**WRITTEN EXERCISE 1**
For the Evanston 311 query text, state whether each statement agrees with it: (a) the query groups its results by category; (b) the results are to be ordered with the smallest average completion time first; (c) the date_part() function can aggregate data by month across different years. For each, answer yes or no and quote the deciding words of the text.
**WRITTEN EXERCISE 2**
Write a continuation of the Evanston 311 query text that begins after its final sentence.

**PAGE TEXT**
• • • • •
Which category of Evanston 311 requests takes the longest to complete?
- Compute the average difference between the completion timestamp and the creation timestamp by category.
- Order the results with the largest average time to complete the request first.
-- Select the category and the average completion time by category
SELECT category,
AVG(date_completed - date_created) AS completion_time
FROM evanston311
GROUP BY category
-- Order the results
Order by completion_time DESC;OUTPUT
| category | completion_time |
| Rodents- Rats | 64 days, 10:58:23.000766 |
| Fire Prevention – Public Education | 34 days, 16:48:10 |
| Key Request – All City Employees | 32 days, 0:52:11 |
Nice going! The results of one query can help you generate further questions to answer: Why do rat issues take so long to resolve? We’ll investigate in an upcoming exercise.
4.2. Date/time components and aggregation
Date parts
The date_part() function is useful when you want to aggregate data by a unit of time across multiple larger units of time. For example, aggregating data by month across different years, or aggregating by hour across different days.
• • • • •
**STORED RECORDS**
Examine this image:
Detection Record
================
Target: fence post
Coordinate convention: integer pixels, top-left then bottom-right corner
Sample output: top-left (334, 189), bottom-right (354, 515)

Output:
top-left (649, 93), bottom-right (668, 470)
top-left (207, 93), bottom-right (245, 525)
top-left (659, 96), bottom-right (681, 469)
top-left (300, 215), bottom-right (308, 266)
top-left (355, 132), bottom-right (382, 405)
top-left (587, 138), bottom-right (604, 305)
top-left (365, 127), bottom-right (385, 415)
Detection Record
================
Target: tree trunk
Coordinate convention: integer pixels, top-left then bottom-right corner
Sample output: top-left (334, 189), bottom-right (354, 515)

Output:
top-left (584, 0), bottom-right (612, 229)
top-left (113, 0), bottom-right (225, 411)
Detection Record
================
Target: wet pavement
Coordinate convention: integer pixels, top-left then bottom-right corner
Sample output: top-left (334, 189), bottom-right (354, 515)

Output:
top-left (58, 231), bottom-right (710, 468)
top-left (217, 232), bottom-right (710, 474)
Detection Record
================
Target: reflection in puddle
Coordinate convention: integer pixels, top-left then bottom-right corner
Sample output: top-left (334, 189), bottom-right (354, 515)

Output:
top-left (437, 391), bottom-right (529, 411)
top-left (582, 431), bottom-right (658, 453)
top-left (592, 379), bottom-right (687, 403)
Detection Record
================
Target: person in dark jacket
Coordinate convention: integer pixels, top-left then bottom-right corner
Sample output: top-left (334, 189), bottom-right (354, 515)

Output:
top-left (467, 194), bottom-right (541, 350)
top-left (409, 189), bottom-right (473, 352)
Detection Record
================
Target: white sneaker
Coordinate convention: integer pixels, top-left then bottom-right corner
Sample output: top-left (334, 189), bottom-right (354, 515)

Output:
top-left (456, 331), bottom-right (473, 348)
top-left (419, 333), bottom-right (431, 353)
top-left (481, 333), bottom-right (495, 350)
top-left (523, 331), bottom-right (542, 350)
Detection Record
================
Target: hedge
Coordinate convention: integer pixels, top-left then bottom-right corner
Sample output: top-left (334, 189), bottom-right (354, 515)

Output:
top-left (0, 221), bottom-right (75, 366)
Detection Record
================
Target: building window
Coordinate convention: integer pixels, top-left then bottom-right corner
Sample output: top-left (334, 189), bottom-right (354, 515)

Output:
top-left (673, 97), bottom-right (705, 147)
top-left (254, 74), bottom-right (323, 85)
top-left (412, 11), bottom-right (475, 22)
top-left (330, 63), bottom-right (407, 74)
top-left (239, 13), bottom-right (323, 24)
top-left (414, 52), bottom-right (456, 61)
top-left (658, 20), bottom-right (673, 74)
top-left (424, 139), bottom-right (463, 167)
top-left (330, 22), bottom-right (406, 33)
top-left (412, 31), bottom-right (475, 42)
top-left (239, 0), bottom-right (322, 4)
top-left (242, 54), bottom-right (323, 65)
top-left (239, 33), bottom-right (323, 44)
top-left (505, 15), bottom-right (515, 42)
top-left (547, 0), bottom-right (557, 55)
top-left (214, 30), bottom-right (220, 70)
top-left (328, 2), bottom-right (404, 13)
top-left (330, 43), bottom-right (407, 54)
• • • • •
**WRITTEN RESPONSE 1**
(a) Yes: "GROUP BY category"
(b) No: "Order the results with the largest average time to complete the request first."
(c) Yes: "aggregating data by month across different years"

**WRITTEN RESPONSE 2**
Recall that you use date_part() as:
SELECT date_part(‘field’, timestamp);
In this exercise, you’ll use date_part() to gain insights about when Evanston 311 requests are submitted and completed.
- How many requests are created in each of the 12 months during 2016-2017?
-- Extract the month from date_created and count requests
SELECT date_part('month', date_created) AS month,
COUNT(*)
FROM evanston311
-- Limit the date range
WHERE date_created >= '2016-01-01'
AND date_created <= '2018-01-01'
-- Group by what to get monthly counts?
GROUP BY month;
output
| month | count |
| 6 | 3403 |
| 8 | 3110 |
| 4 | 2385 |
- What is the most common hour of the day for requests to be created?
-- Get the hour and count requests
SELECT date_part('hour',date_created) AS hour,
count(*)
FROM evanston311
GROUP BY hour
-- Order results to select most common
ORDER BY COUNT DESC
LIMIT 1;
OUTPUT
| hour | count |
| 11 | 3960 |
- During what hours are requests usually completed? Count requests completed by hour.
- Order the results by hour.
-- Count requests completed by hour
SELECT date_part('hour',date_completed) AS hour,
COUNT(*)
FROM evanston311
GROUP BY hour
ORDER BY hour;
output
| hour | count |
| 0 | 59 |
| 1 | 49 |
| 2 | 10 |
Brilliant! You can also aggregate by day or week of the year, but make sure you read the documentation about how they are computed before using these units.
Variation by day of week
Does the time required to complete a request vary by the day of the week on which the request was created?
We can get the name of the day of the week by converting a timestamp to character data:
to_char(date_created, ‘day’)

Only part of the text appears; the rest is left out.